Each record below must be returned exactly as shown.

┌────────

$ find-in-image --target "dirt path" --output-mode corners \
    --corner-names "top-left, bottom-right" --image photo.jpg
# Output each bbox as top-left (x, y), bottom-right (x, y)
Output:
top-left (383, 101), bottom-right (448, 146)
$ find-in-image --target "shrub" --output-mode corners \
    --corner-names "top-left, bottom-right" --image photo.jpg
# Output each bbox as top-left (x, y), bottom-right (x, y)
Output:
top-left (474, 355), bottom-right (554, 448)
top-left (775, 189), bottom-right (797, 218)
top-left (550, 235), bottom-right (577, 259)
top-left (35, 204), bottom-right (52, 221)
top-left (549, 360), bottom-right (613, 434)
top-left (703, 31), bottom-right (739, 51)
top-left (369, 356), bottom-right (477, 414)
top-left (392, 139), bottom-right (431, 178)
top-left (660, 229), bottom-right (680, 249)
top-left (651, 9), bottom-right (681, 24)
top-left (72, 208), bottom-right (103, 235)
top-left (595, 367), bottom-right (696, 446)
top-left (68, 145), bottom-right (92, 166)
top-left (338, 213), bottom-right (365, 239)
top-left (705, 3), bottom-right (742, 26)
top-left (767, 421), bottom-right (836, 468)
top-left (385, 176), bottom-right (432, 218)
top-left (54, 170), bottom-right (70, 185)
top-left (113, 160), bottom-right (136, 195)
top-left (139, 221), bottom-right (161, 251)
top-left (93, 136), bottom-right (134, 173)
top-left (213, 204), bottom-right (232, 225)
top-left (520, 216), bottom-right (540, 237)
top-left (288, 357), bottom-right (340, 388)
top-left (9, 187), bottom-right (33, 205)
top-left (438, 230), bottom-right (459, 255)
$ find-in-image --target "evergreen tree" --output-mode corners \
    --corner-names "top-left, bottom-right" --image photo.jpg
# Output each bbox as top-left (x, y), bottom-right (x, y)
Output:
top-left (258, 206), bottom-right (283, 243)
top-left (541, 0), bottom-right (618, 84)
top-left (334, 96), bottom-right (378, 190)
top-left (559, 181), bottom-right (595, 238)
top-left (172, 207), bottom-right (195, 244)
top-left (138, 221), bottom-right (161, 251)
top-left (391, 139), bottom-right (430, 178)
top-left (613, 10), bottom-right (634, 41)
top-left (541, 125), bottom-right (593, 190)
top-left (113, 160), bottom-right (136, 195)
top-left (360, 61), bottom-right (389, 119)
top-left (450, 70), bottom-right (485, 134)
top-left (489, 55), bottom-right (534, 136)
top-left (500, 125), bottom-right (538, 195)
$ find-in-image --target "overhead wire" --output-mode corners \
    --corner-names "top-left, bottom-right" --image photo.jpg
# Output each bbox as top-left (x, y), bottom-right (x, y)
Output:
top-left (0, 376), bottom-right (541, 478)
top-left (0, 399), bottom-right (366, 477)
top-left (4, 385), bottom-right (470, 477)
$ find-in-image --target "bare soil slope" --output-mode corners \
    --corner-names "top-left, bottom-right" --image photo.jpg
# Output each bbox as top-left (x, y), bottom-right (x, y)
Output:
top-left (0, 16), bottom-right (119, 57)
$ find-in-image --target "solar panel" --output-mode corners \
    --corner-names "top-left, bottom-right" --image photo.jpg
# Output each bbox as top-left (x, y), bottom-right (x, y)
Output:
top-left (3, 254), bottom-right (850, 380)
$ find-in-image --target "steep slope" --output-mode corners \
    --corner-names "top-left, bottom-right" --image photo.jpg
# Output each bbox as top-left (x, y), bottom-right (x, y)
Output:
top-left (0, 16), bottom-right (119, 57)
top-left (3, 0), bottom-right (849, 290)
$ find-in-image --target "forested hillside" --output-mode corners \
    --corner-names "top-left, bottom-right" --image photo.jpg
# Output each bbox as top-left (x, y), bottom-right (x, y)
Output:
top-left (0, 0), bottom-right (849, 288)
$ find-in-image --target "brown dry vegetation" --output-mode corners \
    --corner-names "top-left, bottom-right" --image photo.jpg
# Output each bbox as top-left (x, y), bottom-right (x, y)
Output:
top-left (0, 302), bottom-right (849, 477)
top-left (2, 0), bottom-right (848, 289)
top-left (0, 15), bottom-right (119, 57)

└────────

Worked solution:
$ find-in-image --target "dirt path" --output-mode corners \
    --corner-names "top-left, bottom-right" --image photo.jpg
# Output each bbox as top-left (x, y), bottom-right (x, y)
Output:
top-left (383, 101), bottom-right (448, 146)
$ find-in-image --target "shrub" --output-mode corners \
    --corner-names "top-left, bottom-right" --image photo.jpg
# Output each bbox as top-left (x, y), bottom-right (x, y)
Output:
top-left (474, 355), bottom-right (554, 448)
top-left (775, 189), bottom-right (797, 218)
top-left (550, 235), bottom-right (577, 259)
top-left (35, 204), bottom-right (52, 221)
top-left (549, 360), bottom-right (613, 434)
top-left (703, 31), bottom-right (739, 51)
top-left (369, 356), bottom-right (477, 414)
top-left (392, 139), bottom-right (431, 178)
top-left (660, 229), bottom-right (680, 249)
top-left (651, 9), bottom-right (681, 24)
top-left (72, 208), bottom-right (103, 235)
top-left (595, 367), bottom-right (696, 446)
top-left (68, 145), bottom-right (92, 166)
top-left (338, 213), bottom-right (365, 239)
top-left (705, 3), bottom-right (742, 26)
top-left (767, 421), bottom-right (836, 468)
top-left (385, 176), bottom-right (432, 218)
top-left (54, 170), bottom-right (70, 185)
top-left (113, 160), bottom-right (136, 195)
top-left (139, 221), bottom-right (161, 251)
top-left (93, 136), bottom-right (134, 173)
top-left (213, 204), bottom-right (232, 225)
top-left (520, 216), bottom-right (540, 237)
top-left (288, 357), bottom-right (340, 388)
top-left (9, 187), bottom-right (33, 205)
top-left (438, 230), bottom-right (459, 255)
$ find-in-image --target "evergreen tree" --output-mode corners \
    --corner-names "top-left, bottom-right" --image photo.jpg
# Output each bbox as top-left (x, y), bottom-right (x, y)
Output:
top-left (258, 206), bottom-right (283, 243)
top-left (541, 0), bottom-right (618, 84)
top-left (334, 96), bottom-right (378, 190)
top-left (559, 181), bottom-right (595, 238)
top-left (172, 207), bottom-right (195, 244)
top-left (138, 221), bottom-right (161, 251)
top-left (391, 139), bottom-right (430, 178)
top-left (613, 10), bottom-right (634, 41)
top-left (541, 125), bottom-right (593, 190)
top-left (113, 160), bottom-right (136, 195)
top-left (360, 61), bottom-right (389, 119)
top-left (450, 70), bottom-right (485, 134)
top-left (489, 55), bottom-right (534, 136)
top-left (500, 125), bottom-right (538, 195)
$ find-in-image --target "overhead wire" --output-mode corners \
    --corner-names "top-left, bottom-right" --image photo.jpg
# Output each bbox as top-left (x, y), bottom-right (x, y)
Output:
top-left (0, 376), bottom-right (541, 478)
top-left (0, 399), bottom-right (366, 477)
top-left (4, 385), bottom-right (470, 477)
$ find-in-image --target "bare soil slope" --output-mode corners \
    --corner-names "top-left, bottom-right" --image photo.jpg
# Output each bbox as top-left (x, y), bottom-right (x, y)
Output:
top-left (0, 16), bottom-right (119, 57)
$ find-in-image --target "solar panel" --output-mode corners \
    --corner-names "top-left, bottom-right" --image photo.jpg
# Output each bbox as top-left (x, y), bottom-right (x, y)
Output:
top-left (3, 254), bottom-right (850, 380)
$ find-in-image --target "steep slope" --output-mode corners \
    --corner-names "top-left, bottom-right" --image photo.jpg
# Output each bbox as top-left (x, y), bottom-right (x, y)
Output:
top-left (0, 16), bottom-right (119, 57)
top-left (3, 0), bottom-right (849, 290)
$ find-in-image --target "forested hillside" --output-mode corners \
    --corner-names "top-left, bottom-right" --image photo.jpg
# Output each bbox as top-left (x, y), bottom-right (x, y)
Output:
top-left (0, 0), bottom-right (849, 288)
$ find-in-image --target "brown dry vegetation" --output-mode corners \
    --corner-names "top-left, bottom-right" --image photo.jpg
# Output each bbox as top-left (x, y), bottom-right (x, y)
Output:
top-left (0, 302), bottom-right (849, 477)
top-left (2, 0), bottom-right (848, 289)
top-left (0, 15), bottom-right (119, 57)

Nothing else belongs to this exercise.